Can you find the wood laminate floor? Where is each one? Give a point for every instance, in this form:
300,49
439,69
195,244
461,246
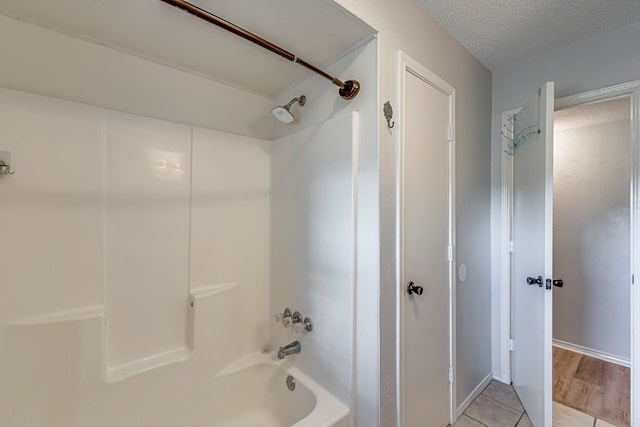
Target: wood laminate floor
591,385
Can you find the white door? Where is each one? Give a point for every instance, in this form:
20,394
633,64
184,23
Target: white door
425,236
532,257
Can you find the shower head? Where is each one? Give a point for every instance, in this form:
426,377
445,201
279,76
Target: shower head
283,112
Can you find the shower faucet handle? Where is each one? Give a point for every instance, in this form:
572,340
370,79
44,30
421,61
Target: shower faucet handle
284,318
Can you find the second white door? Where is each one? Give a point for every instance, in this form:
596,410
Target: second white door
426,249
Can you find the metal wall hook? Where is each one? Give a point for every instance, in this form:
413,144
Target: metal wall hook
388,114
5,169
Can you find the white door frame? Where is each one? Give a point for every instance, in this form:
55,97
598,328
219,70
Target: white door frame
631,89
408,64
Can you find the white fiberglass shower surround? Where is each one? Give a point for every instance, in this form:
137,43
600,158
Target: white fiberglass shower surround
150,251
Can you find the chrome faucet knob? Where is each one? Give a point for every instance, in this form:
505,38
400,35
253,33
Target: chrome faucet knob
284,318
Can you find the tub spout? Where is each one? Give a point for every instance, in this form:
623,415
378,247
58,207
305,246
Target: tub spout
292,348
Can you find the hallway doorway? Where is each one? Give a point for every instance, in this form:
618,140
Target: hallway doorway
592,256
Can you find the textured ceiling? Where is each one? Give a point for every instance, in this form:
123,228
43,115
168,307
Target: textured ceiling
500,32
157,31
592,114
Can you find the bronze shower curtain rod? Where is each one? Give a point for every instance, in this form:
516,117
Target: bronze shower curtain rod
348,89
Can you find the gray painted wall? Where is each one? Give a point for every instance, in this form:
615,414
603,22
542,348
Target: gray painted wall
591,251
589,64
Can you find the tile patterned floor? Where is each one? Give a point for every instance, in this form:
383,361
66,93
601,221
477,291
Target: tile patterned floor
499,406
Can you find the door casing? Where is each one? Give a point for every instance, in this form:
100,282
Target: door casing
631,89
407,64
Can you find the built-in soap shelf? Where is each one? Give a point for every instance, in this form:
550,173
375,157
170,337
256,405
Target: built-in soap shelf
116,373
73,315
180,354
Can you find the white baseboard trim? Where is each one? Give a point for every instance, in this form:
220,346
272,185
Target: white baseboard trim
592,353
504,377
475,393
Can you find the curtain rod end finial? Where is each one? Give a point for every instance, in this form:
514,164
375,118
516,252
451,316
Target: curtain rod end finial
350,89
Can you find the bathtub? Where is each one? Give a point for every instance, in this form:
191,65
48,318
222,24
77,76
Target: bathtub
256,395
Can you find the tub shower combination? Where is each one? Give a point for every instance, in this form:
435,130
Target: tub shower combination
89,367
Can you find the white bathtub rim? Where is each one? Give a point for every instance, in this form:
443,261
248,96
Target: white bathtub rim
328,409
■ ■ ■
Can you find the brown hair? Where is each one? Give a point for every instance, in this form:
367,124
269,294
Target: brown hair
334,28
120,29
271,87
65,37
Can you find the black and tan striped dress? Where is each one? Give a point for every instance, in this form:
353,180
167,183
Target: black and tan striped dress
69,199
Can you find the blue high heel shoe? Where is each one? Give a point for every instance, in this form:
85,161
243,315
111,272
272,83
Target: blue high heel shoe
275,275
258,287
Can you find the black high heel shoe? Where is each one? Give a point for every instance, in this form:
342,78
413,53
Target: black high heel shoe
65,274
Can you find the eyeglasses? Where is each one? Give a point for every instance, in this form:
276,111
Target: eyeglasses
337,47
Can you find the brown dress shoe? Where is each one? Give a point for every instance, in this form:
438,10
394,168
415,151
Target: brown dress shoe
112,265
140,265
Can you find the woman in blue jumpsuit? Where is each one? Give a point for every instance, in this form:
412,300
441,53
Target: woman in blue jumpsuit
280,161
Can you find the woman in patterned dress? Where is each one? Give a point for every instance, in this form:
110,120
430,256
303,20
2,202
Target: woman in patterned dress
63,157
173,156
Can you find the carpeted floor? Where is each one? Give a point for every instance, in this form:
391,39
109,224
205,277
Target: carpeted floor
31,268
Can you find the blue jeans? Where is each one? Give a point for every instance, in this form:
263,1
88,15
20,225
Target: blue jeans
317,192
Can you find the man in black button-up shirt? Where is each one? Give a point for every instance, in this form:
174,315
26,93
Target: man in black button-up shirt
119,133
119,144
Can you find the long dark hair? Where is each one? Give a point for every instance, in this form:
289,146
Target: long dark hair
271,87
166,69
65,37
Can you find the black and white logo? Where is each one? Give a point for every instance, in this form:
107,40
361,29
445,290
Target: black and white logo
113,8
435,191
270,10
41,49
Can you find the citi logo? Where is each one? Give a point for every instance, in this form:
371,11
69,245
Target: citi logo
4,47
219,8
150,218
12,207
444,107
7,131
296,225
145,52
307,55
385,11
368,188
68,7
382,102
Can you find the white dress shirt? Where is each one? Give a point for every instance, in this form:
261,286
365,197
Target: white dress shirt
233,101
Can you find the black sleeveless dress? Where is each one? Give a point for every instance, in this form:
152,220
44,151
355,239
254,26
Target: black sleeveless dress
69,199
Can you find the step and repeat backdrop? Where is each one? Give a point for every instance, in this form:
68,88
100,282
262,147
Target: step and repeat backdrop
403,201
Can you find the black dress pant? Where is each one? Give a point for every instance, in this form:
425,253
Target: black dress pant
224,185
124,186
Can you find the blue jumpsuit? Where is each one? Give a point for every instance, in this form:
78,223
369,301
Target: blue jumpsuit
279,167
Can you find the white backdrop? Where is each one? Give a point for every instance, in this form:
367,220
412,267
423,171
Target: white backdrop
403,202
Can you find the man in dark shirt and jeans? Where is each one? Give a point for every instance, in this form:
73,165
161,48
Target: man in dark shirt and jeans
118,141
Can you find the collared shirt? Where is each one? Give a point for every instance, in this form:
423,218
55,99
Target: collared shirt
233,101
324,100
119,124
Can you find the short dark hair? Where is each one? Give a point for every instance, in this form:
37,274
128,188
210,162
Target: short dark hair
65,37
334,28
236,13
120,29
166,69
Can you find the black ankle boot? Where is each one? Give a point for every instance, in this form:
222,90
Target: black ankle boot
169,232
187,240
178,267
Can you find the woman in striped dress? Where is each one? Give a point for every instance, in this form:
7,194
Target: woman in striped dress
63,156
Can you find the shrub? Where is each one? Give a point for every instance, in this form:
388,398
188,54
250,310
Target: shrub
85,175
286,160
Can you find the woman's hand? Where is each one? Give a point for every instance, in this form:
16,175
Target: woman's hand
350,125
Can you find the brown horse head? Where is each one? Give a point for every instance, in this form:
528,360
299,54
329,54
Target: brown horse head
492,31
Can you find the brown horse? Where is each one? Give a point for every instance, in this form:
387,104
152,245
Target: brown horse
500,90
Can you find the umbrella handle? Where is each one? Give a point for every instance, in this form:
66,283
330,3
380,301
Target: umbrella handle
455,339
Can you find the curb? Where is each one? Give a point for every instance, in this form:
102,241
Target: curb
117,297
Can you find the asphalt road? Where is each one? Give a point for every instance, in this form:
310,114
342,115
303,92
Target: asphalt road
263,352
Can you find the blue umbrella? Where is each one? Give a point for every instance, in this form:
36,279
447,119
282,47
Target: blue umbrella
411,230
■ ■ ■
**Activity:** Word for word, restate the lines above from the line containing "Target: black ankle boot" through the line containing "Can you find the shrub?", with both included and nothing else.

**Answer:**
Target: black ankle boot
169,232
187,240
178,267
Can you find the woman in striped dress? Where is each one? Give a point for every instance, in this form:
7,194
Target: woman in striped dress
63,156
Can you find the shrub? Where is each one? Give a point for every instance, in this form:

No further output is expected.